[Opening Selected text section]

Microsoft (NASDAQ: MSFT | MSFT Price Prediction) and Oracle (NYSE: ORCL) both posted AI-driven cloud numbers, yet the market rewarded one and punished the other.
Microsoft’s Q3 FY2026 report on April 29, 2026 looked like a cash machine humming along. Oracle’s Q4 FY2026 report on June 10, 2026 looked like a company betting the balance sheet on AI infrastructure.
Azure Prints Cash. Oracle Prints Backlog.
Microsoft’s quarter felt boringly good. Revenue reached $82.886 billion, up 18.3% year over year, and EPS came in at $4.27 versus $4.0706 expected, the fourth consecutive beat. Intelligent Cloud grew to $34.681 billion (+30%), with Azure and other cloud services up 40%.
Satya Nadella told investors “AI business surpassed an annual revenue run rate of $37 billion, up 123% year-over-year.” Commercial RPO climbed to $627 billion, nearly doubling. Microsoft funded its $30.876 billion capex quarter out of $46.679 billion of operating cash flow.
Oracle’s story runs harder and hotter. Cloud infrastructure grew 93% to $5.787 billion, and total cloud is now 52% of revenue, up from 43% a year ago. RPO exploded to $638 billion, up 363%, though $75 billion is tied to prepaid or customer-supplied GPU arrangements.
Software license revenue slipped 6%, a reminder of the shrinking legacy base. The price of that pivot shows up in full-year capex of $55.663 billion and free cash flow of negative $23.686 billion.
Two AI Bets, Two Balance Sheets
Microsoft spreads chips across Microsoft 365, LinkedIn, Dynamics, Windows, and Xbox while tripling down on AI capex.
Oracle pursues something narrower and braver. Co-CEO Clay Magouyrk framed the strategy plainly: “We are committed to Cloud Neutrality because we believe that our customers should be able to run their Oracle databases in any cloud they choose.” That is why the Multicloud AI Database jumped 404% in Q4, embedding Oracle inside Amazon, Google, and Microsoft datacenters.

[Closing Selected text section]
[Opening Information provided section]

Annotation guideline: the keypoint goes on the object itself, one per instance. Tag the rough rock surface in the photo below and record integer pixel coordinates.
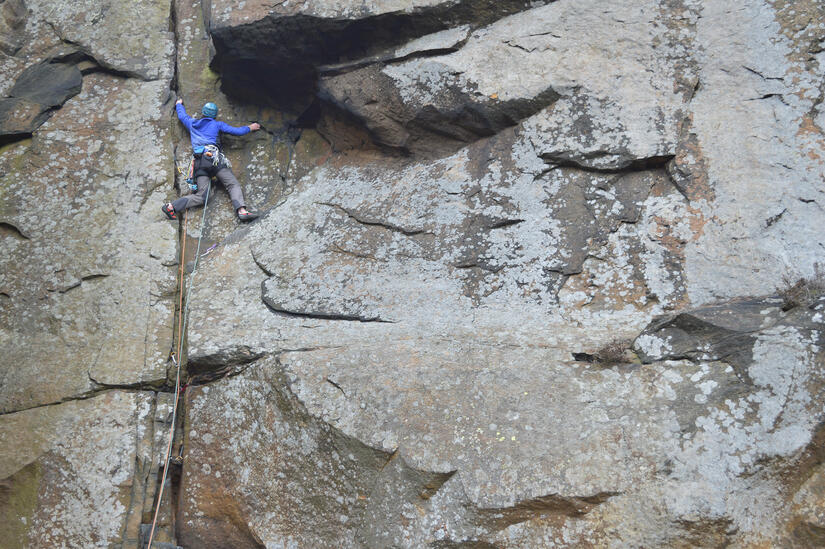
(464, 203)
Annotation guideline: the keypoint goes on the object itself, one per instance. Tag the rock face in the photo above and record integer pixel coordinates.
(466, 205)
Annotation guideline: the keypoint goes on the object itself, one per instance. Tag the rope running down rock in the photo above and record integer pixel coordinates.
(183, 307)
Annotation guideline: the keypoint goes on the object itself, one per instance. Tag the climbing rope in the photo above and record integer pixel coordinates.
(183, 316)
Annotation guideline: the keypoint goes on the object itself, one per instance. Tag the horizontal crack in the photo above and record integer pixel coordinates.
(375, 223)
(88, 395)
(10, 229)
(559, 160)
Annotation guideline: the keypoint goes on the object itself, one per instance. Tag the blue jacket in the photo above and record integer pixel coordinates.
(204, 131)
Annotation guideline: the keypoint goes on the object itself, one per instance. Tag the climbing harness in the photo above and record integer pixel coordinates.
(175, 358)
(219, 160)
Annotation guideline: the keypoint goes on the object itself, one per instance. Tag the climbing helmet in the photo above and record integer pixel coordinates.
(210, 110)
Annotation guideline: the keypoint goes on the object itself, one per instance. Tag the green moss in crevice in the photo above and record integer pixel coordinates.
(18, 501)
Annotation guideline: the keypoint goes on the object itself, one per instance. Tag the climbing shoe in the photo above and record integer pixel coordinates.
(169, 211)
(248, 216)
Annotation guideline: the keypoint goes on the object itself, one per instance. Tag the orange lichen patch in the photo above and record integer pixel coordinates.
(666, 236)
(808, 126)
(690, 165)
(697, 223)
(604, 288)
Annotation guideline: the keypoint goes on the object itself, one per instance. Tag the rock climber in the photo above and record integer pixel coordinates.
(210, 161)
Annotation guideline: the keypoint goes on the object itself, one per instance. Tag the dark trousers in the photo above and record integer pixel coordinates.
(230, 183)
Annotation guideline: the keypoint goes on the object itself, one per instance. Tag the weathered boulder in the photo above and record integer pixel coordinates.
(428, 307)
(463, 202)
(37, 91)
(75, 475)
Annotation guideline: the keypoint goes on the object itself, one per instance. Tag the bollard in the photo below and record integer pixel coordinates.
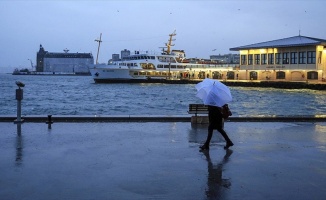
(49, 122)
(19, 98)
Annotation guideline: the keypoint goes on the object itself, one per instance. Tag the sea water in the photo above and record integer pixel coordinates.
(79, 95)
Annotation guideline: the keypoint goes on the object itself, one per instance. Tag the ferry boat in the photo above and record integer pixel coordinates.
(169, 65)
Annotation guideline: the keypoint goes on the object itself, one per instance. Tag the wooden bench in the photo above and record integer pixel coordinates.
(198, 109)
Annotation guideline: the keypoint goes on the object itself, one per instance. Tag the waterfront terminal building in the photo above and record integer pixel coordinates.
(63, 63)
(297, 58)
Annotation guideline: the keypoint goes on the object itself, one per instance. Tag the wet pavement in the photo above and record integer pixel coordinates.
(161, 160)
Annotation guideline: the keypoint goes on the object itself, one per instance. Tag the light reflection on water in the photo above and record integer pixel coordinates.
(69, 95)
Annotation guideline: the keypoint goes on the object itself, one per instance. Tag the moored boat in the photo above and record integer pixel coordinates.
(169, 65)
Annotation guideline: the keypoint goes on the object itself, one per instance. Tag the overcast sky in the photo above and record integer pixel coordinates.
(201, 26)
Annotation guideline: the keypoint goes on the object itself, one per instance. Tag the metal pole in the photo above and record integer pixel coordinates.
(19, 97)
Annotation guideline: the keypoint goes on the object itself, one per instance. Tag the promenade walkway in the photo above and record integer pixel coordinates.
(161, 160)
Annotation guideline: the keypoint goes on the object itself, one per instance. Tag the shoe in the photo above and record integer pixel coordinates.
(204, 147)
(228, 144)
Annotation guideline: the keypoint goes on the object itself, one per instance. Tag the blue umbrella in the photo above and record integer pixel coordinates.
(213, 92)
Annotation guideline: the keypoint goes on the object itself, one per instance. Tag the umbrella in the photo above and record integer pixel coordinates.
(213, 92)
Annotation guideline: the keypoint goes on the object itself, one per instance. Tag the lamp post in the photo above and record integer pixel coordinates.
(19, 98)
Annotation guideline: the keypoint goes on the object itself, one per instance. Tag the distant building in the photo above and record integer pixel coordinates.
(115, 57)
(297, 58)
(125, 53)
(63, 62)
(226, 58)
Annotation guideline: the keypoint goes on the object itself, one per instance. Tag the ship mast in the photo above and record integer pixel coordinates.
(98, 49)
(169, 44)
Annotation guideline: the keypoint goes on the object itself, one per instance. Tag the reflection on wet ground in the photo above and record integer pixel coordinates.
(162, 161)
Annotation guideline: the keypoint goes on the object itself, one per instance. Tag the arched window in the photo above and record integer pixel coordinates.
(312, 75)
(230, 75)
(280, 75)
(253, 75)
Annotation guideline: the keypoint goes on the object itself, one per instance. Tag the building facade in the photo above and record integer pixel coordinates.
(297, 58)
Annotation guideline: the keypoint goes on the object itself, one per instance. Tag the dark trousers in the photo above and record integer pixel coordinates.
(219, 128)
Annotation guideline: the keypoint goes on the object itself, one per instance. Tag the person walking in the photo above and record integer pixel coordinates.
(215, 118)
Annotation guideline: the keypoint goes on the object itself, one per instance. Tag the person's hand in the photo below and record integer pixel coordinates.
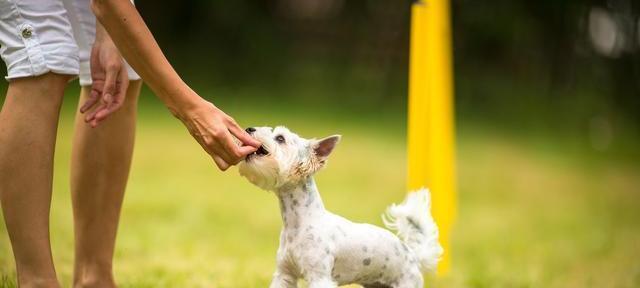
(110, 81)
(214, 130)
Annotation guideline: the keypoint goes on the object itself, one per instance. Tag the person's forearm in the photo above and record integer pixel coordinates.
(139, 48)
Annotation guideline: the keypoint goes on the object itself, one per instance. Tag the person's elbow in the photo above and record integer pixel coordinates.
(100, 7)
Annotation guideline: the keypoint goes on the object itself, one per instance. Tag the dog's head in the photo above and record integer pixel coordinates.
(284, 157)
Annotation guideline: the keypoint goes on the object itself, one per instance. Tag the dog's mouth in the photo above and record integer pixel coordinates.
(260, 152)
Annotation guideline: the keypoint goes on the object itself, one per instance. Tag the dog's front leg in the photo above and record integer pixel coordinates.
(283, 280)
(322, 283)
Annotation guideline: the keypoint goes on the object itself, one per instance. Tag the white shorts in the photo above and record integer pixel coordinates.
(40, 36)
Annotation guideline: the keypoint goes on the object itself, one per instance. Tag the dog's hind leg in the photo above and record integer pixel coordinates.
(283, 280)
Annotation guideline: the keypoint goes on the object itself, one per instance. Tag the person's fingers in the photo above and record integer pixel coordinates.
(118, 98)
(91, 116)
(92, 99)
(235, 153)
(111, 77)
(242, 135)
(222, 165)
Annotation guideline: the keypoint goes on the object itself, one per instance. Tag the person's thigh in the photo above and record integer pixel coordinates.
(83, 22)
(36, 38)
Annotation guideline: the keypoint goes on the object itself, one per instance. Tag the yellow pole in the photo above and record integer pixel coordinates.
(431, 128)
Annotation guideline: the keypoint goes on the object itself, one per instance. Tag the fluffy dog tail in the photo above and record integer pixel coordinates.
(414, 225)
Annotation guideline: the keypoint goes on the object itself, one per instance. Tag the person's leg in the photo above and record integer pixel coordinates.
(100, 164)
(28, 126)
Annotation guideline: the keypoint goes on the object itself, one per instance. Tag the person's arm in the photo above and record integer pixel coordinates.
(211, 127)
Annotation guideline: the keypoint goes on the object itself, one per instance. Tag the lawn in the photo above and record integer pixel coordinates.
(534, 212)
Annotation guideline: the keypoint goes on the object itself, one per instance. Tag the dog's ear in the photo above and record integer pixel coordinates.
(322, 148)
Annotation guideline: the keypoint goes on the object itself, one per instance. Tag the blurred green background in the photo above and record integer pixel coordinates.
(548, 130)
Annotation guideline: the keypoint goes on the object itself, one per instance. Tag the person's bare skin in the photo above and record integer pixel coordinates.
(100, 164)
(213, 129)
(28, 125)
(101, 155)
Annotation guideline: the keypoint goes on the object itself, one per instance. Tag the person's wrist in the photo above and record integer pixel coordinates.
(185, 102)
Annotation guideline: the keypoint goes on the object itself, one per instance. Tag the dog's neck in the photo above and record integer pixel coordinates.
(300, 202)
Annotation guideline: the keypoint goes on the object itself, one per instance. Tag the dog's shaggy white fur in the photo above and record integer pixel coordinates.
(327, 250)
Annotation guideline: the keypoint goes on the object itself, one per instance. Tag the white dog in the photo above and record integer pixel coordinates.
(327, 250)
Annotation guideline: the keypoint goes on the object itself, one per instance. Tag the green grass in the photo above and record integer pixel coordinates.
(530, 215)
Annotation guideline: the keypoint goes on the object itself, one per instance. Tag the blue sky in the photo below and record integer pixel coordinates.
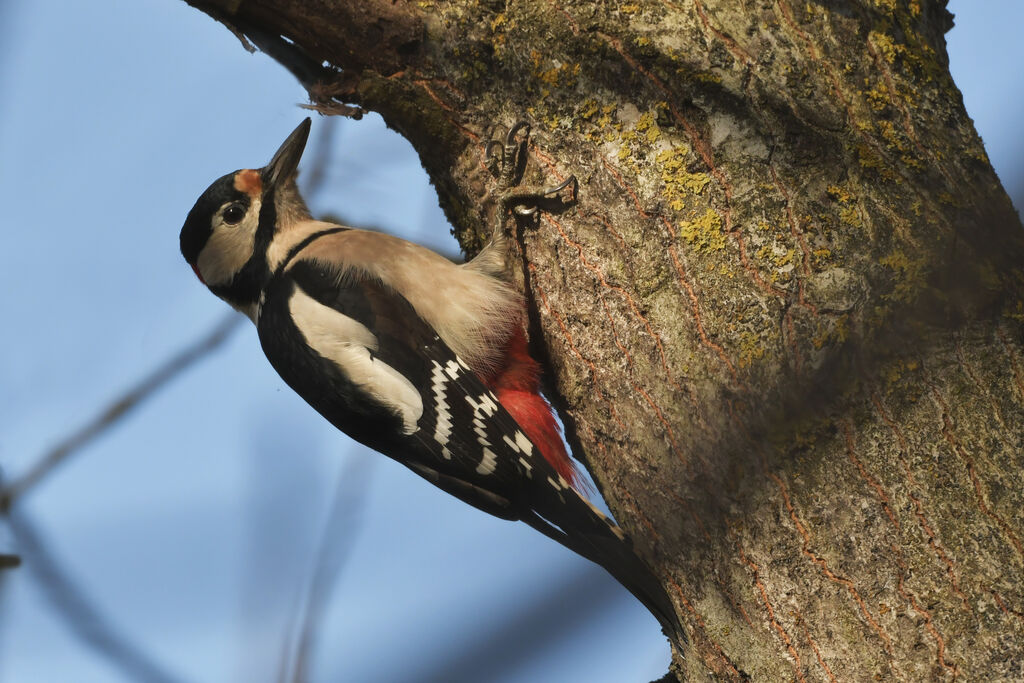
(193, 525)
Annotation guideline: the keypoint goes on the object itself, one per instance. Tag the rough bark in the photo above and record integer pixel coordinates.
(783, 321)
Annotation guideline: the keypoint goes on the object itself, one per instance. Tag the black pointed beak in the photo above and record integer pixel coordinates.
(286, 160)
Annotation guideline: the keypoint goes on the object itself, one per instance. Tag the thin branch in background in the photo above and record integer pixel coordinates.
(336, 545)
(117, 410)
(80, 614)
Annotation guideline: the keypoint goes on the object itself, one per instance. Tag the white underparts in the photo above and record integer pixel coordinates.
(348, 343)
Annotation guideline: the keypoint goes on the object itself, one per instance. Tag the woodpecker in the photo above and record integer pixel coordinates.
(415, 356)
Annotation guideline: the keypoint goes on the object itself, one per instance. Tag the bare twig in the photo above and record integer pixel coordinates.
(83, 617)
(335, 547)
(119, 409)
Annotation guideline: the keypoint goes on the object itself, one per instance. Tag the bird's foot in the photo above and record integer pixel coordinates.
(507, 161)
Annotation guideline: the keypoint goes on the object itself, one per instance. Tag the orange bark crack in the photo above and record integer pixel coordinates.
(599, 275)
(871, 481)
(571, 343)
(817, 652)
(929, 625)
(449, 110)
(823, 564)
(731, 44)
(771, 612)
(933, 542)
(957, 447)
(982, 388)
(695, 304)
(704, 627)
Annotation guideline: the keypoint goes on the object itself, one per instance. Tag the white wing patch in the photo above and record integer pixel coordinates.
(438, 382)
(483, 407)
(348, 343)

[Closing Information provided section]

Exercise set =>
A – Based on the Microsoft–Oracle article, say whether each statement agrees with it. Answer yes or no for each and quote the words that decide it.
(i) Oracle's cloud infrastructure revenue rose 93%.
(ii) Microsoft relied on borrowing to pay for its quarterly capex.
(iii) Oracle's software license revenue increased.
B – Carry the Microsoft–Oracle article forward from its last sentence.

Answers to the exercises =>
A –
(i) Yes: "Cloud infrastructure grew 93% to $5.787 billion"
(ii) No: "Microsoft funded its $30.876 billion capex quarter out of $46.679 billion of operating cash flow."
(iii) No: "Software license revenue slipped 6%"

B –
| Lens | Microsoft | Oracle |
| Core Bet | Agentic computing across a broad stack | AI infrastructure and multicloud database |
| Funding Model | Self-funded from operating cash | ~$40B debt and equity raise planned in FY2027 |
| Key Vulnerability | OpenAI dependence, capex payback | Negative FCF, large-deal concentration |
Microsoft is down 9.08% since its April 29 report, while Oracle collapsed 29.47% in the month after June 10. Skeptics noticed the $218.703 billion in total liabilities.
The Next Test Is Whether the Backlog Converts
Oracle guided FY2027 revenue to $90 billion with non-GAAP EPS of $8.05, and Q1 cloud growth of 58% to 64%. Keep an eye on whether that RPO becomes recognized revenue on schedule, because equity issuance and $124 billion in existing debt leave little margin for slippage.
For Microsoft, the tell will be Azure sustaining 40% growth as the $250 billion incremental OpenAI Azure commitment begins to flow. Investors curious about how these bets fit into a wider AI portfolio can look at the AI Boom Seven framework.
Why I Lean Toward Microsoft Right Now, With One Caveat
If I had to pick today, I would lean Microsoft. Trading at a forward P/E near 20 with 46.3% operating margins, the risk profile fits how I invest: durable cash flow funding the AI buildout.
Oracle’s growth is more thrilling on paper, and the PEG ratio of 0.795 looks tempting. But I want to see one clean quarter of positive free cash flow before I trust the pivot. If you are a turnaround investor comfortable with leverage and volatility, Oracle offers real upside from $140.64. I would rather own the compounder that already knows how to print cash.